> **Task requirements**
Convert every line of the items below into a JSON list of strings, with one string per line and blank lines omitted.

........

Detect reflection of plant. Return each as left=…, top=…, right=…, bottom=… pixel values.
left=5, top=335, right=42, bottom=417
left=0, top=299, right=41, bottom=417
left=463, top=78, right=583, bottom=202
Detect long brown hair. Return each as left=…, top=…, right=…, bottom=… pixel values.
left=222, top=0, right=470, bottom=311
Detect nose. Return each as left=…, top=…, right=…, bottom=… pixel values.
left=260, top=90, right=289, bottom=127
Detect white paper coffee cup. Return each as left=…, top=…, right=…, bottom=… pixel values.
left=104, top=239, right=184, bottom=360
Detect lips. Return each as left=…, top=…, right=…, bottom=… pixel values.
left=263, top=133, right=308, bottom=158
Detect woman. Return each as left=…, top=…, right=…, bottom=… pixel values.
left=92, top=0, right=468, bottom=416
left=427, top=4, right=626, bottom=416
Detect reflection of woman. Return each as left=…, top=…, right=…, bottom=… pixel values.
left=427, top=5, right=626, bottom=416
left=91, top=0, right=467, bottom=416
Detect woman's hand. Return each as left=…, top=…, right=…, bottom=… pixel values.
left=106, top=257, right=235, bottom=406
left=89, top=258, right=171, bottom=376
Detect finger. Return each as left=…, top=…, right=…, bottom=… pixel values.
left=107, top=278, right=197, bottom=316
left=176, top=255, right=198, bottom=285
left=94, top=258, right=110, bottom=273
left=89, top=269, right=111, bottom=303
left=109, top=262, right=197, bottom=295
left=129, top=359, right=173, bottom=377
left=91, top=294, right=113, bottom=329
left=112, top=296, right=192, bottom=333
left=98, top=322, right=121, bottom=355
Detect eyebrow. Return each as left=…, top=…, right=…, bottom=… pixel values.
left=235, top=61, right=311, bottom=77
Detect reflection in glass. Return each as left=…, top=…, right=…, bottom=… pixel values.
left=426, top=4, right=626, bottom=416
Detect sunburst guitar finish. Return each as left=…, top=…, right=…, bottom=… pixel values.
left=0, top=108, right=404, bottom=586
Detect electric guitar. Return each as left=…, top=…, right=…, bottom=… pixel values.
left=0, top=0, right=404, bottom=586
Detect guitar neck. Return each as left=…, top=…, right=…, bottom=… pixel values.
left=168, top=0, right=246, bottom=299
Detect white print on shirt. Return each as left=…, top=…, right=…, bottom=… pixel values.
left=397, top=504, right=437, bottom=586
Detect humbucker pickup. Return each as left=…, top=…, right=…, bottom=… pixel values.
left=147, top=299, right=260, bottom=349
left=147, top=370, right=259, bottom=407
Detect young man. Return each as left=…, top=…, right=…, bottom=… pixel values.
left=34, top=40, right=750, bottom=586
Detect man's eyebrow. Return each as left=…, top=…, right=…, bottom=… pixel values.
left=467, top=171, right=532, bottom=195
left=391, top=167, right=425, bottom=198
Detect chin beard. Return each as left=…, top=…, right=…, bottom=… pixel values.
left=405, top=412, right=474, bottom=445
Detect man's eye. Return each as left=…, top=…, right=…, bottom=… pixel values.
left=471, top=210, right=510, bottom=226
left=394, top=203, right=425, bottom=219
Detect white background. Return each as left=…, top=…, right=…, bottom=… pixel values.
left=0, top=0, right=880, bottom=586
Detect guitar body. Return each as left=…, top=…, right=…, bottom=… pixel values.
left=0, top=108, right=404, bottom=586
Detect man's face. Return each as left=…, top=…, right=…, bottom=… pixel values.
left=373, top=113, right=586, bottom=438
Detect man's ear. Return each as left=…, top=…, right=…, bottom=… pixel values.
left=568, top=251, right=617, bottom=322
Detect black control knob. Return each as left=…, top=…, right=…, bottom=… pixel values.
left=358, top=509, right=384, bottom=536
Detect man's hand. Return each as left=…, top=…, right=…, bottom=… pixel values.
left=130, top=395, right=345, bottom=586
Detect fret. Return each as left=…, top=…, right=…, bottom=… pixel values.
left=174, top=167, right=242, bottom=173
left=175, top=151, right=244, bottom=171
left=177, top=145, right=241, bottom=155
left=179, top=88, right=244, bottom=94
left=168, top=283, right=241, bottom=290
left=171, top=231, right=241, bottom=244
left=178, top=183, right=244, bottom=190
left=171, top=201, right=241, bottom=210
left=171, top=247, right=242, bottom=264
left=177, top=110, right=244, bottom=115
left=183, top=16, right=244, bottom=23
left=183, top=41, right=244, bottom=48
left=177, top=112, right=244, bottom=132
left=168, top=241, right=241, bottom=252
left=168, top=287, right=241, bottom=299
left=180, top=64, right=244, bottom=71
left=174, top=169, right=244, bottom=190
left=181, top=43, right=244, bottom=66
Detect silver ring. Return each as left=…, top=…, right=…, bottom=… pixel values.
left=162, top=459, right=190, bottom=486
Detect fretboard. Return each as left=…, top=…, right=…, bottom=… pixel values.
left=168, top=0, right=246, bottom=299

........

> **Solution to the exercise**
[
  "Detect reflection of plant. Return each as left=…, top=…, right=…, bottom=… pixel values.",
  "left=5, top=335, right=42, bottom=417",
  "left=0, top=299, right=41, bottom=417",
  "left=463, top=78, right=583, bottom=202",
  "Detect long brown hair. Return each as left=…, top=…, right=…, bottom=… pixel values.",
  "left=222, top=0, right=470, bottom=311",
  "Detect nose. Return each as left=…, top=…, right=…, bottom=… pixel values.",
  "left=260, top=90, right=289, bottom=127",
  "Detect white paper coffee cup. Return each as left=…, top=…, right=…, bottom=… pixel values.",
  "left=104, top=239, right=184, bottom=360",
  "Detect lips. Return each as left=…, top=…, right=…, bottom=… pixel values.",
  "left=263, top=133, right=308, bottom=158",
  "Detect woman. Return each as left=…, top=…, right=…, bottom=… pixel values.",
  "left=92, top=0, right=468, bottom=416",
  "left=427, top=4, right=626, bottom=416",
  "Detect reflection of woman. Return each as left=…, top=…, right=…, bottom=… pixel values.",
  "left=427, top=5, right=626, bottom=416",
  "left=91, top=0, right=467, bottom=416",
  "Detect woman's hand. Return each as left=…, top=…, right=…, bottom=… pixel values.",
  "left=106, top=257, right=235, bottom=406",
  "left=89, top=258, right=171, bottom=376",
  "Detect finger. Return each as left=…, top=…, right=…, bottom=… pixel values.",
  "left=107, top=278, right=197, bottom=316",
  "left=176, top=255, right=198, bottom=285",
  "left=94, top=258, right=110, bottom=273",
  "left=89, top=269, right=111, bottom=303",
  "left=109, top=262, right=197, bottom=295",
  "left=129, top=359, right=173, bottom=377",
  "left=91, top=294, right=113, bottom=329",
  "left=112, top=296, right=192, bottom=333",
  "left=98, top=322, right=121, bottom=355",
  "Detect eyebrow. Return each as left=…, top=…, right=…, bottom=… pixel values.",
  "left=235, top=61, right=311, bottom=77",
  "Detect reflection in glass. Return each as left=…, top=…, right=…, bottom=… pixel values.",
  "left=426, top=4, right=626, bottom=416",
  "Detect sunburst guitar finish. Return each as left=…, top=…, right=…, bottom=… pixel values.",
  "left=0, top=108, right=404, bottom=586",
  "Detect electric guitar. Return each as left=…, top=…, right=…, bottom=… pixel values.",
  "left=0, top=0, right=404, bottom=586",
  "Detect guitar neck. Return each as left=…, top=…, right=…, bottom=… pixel values.",
  "left=168, top=0, right=246, bottom=299",
  "Detect white print on shirt. Return each as left=…, top=…, right=…, bottom=… pixel values.",
  "left=397, top=504, right=437, bottom=586",
  "Detect humbucker pickup. Return each as left=…, top=…, right=…, bottom=… pixel values.",
  "left=147, top=299, right=260, bottom=349",
  "left=147, top=370, right=259, bottom=407",
  "Detect young man. Return each as left=…, top=…, right=…, bottom=… pixel values.",
  "left=34, top=40, right=750, bottom=586",
  "Detect man's eyebrow. Return each as left=…, top=…, right=…, bottom=… pixel values.",
  "left=467, top=171, right=532, bottom=195",
  "left=391, top=167, right=425, bottom=198",
  "Detect chin beard. Return each as left=…, top=…, right=…, bottom=… pixel values.",
  "left=405, top=412, right=474, bottom=445",
  "Detect man's eye. Return each as left=…, top=…, right=…, bottom=… pixel values.",
  "left=471, top=210, right=510, bottom=226",
  "left=394, top=203, right=425, bottom=219",
  "Detect white background. Return each as left=…, top=…, right=…, bottom=… pixel values.",
  "left=0, top=0, right=880, bottom=586",
  "Detect guitar body. Return each as left=…, top=…, right=…, bottom=… pixel values.",
  "left=0, top=108, right=404, bottom=586",
  "Detect man's face. Return each as left=…, top=…, right=…, bottom=… pixel values.",
  "left=373, top=113, right=586, bottom=438",
  "Detect man's ear. Return each as left=…, top=…, right=…, bottom=… pixel values.",
  "left=568, top=251, right=617, bottom=322",
  "Detect black control knob. Return each as left=…, top=…, right=…, bottom=… pixel values.",
  "left=358, top=509, right=384, bottom=536",
  "Detect man's hand. Return each as left=…, top=…, right=…, bottom=… pixel values.",
  "left=130, top=395, right=345, bottom=586",
  "Detect fret. Return each as left=…, top=…, right=…, bottom=… pixel values.",
  "left=174, top=167, right=242, bottom=173",
  "left=175, top=151, right=244, bottom=171",
  "left=177, top=145, right=241, bottom=155",
  "left=179, top=88, right=244, bottom=94",
  "left=168, top=283, right=241, bottom=290",
  "left=171, top=231, right=241, bottom=244",
  "left=178, top=183, right=244, bottom=190",
  "left=171, top=201, right=241, bottom=210",
  "left=171, top=247, right=242, bottom=264",
  "left=177, top=110, right=244, bottom=115",
  "left=183, top=16, right=244, bottom=23",
  "left=183, top=41, right=244, bottom=48",
  "left=177, top=112, right=244, bottom=132",
  "left=168, top=241, right=241, bottom=252",
  "left=168, top=287, right=241, bottom=299",
  "left=180, top=64, right=244, bottom=71",
  "left=174, top=169, right=244, bottom=190",
  "left=181, top=43, right=244, bottom=66",
  "Detect silver ring. Return each as left=…, top=…, right=…, bottom=… pixel values.",
  "left=162, top=459, right=190, bottom=486",
  "Detect fretboard. Return each as left=…, top=…, right=…, bottom=… pixel values.",
  "left=168, top=0, right=246, bottom=299"
]